EXERCISE GOAL.
Turn the lines, from the first one through the line containing "90L130 92L132 106L159", into a numbered list, leaving out any blank lines.

• • •

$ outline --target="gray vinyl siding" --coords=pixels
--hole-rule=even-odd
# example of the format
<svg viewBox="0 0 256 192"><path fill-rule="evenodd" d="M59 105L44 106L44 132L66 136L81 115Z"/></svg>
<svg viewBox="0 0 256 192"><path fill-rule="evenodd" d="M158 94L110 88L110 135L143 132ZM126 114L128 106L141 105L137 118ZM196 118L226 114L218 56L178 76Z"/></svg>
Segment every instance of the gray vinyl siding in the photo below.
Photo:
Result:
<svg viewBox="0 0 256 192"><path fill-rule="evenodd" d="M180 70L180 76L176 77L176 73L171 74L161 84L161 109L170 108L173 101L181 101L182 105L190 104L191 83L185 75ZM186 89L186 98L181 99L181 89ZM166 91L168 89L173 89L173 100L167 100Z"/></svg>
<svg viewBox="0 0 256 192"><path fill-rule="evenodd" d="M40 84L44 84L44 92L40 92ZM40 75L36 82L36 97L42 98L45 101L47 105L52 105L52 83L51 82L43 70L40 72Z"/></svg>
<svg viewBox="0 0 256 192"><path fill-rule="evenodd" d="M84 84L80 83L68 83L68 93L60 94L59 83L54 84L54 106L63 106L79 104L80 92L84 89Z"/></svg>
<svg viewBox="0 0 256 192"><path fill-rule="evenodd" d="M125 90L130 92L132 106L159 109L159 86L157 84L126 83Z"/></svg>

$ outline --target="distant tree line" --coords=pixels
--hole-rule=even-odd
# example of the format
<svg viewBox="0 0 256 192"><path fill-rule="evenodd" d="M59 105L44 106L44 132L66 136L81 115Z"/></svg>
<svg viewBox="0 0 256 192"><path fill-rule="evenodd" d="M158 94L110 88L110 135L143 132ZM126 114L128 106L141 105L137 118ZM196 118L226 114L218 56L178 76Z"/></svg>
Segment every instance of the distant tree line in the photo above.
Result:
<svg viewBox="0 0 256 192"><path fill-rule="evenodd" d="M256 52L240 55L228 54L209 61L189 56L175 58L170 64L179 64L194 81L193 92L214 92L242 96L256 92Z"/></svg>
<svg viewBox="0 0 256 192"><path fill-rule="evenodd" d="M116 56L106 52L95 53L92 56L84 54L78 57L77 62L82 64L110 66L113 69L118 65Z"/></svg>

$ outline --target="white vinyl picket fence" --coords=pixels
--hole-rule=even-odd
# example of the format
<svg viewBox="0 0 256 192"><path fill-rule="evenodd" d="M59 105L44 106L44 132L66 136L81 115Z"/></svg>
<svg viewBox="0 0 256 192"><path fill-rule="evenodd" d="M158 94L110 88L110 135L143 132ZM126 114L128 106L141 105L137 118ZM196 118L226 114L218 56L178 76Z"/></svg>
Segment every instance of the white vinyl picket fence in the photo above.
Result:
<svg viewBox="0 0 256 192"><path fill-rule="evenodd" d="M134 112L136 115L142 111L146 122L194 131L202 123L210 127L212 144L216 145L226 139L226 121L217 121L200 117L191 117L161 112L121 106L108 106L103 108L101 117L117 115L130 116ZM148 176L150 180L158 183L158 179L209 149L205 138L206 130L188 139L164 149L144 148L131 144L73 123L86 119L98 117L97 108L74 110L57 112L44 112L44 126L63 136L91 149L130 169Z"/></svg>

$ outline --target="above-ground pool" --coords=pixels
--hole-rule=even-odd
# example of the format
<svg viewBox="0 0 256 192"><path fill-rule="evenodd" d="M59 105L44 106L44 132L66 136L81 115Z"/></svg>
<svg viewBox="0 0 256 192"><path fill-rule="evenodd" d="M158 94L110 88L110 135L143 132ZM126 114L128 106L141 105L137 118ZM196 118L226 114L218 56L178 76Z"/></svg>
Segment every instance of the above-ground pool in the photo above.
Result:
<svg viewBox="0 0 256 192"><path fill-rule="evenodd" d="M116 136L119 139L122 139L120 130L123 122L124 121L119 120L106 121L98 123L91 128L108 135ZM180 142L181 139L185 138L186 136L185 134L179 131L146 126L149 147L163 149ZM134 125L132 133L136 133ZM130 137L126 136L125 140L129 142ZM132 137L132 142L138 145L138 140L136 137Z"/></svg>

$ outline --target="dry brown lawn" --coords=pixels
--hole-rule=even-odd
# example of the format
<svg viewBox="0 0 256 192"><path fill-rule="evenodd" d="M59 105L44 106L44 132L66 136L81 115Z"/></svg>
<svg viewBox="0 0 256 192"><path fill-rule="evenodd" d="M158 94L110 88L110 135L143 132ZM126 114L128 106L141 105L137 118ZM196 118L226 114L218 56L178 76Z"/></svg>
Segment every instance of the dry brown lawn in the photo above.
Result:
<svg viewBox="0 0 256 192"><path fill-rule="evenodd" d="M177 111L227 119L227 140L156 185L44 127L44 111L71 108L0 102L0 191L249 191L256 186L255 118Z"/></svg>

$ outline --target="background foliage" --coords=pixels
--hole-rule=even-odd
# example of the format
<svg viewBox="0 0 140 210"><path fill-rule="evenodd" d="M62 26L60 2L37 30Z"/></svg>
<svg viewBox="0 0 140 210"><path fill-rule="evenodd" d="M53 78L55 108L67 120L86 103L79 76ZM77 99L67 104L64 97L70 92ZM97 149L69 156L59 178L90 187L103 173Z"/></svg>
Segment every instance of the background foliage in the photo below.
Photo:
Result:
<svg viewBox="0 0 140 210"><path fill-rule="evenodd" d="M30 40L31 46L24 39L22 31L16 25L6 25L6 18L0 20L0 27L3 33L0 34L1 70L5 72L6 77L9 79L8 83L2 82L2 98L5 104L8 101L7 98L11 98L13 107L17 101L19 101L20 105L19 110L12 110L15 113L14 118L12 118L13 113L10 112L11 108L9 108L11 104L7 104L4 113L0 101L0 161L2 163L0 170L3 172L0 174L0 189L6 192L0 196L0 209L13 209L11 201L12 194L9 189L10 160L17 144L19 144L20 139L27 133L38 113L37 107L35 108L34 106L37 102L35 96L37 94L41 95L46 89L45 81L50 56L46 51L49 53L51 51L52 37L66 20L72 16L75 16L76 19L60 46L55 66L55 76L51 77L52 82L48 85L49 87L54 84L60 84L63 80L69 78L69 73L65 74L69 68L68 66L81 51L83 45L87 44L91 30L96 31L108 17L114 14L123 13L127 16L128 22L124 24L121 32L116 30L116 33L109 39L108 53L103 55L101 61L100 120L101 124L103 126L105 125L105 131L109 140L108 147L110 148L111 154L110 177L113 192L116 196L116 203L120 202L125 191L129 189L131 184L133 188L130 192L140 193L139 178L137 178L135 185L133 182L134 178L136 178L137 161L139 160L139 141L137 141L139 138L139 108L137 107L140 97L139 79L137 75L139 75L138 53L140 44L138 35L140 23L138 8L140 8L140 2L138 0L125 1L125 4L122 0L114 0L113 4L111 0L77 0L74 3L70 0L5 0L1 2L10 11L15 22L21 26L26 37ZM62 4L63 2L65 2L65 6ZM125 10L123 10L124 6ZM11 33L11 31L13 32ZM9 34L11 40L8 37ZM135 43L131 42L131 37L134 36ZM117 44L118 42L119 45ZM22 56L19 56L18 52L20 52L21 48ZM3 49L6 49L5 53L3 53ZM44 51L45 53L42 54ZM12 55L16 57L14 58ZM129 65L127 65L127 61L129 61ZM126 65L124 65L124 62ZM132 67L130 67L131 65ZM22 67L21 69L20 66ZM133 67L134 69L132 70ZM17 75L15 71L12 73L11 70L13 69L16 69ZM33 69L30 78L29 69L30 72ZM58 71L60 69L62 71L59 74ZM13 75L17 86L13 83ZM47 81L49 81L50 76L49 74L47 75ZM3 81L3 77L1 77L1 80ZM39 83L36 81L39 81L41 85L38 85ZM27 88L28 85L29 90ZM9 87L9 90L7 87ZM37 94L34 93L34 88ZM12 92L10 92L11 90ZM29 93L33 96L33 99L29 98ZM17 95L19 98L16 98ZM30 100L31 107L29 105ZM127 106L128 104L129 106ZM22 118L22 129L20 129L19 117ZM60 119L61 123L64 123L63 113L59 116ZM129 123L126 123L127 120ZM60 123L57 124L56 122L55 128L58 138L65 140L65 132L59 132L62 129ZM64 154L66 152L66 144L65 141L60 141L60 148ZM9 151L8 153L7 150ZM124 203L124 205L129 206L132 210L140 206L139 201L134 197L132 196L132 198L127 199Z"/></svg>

• • •

TASK RESULT.
1. $ outline --target="gray vinyl siding" --coords=pixels
2. --hole-rule=even-odd
3. # example of the format
4. <svg viewBox="0 0 256 192"><path fill-rule="evenodd" d="M59 105L44 106L44 132L66 136L81 115Z"/></svg>
5. <svg viewBox="0 0 256 192"><path fill-rule="evenodd" d="M158 94L110 88L110 135L143 132ZM126 114L128 106L141 105L137 118ZM196 118L226 114L218 56L178 76Z"/></svg>
6. Segment every instance of the gray vinyl siding in the photo below.
7. Photo:
8. Result:
9. <svg viewBox="0 0 256 192"><path fill-rule="evenodd" d="M180 70L180 76L176 77L176 73L171 74L161 84L161 109L170 108L173 101L181 101L182 105L190 104L191 83L185 75ZM186 89L186 98L181 99L181 89ZM166 91L168 89L173 89L173 100L167 100Z"/></svg>
10. <svg viewBox="0 0 256 192"><path fill-rule="evenodd" d="M40 84L44 84L44 92L40 92ZM40 75L36 82L36 97L42 98L45 101L47 105L52 105L52 83L51 82L43 70L40 72Z"/></svg>
11. <svg viewBox="0 0 256 192"><path fill-rule="evenodd" d="M84 84L80 83L68 83L68 93L60 94L59 83L54 84L54 106L63 106L79 104L80 92L84 89Z"/></svg>
12. <svg viewBox="0 0 256 192"><path fill-rule="evenodd" d="M125 90L130 92L132 106L159 109L159 86L157 84L126 83Z"/></svg>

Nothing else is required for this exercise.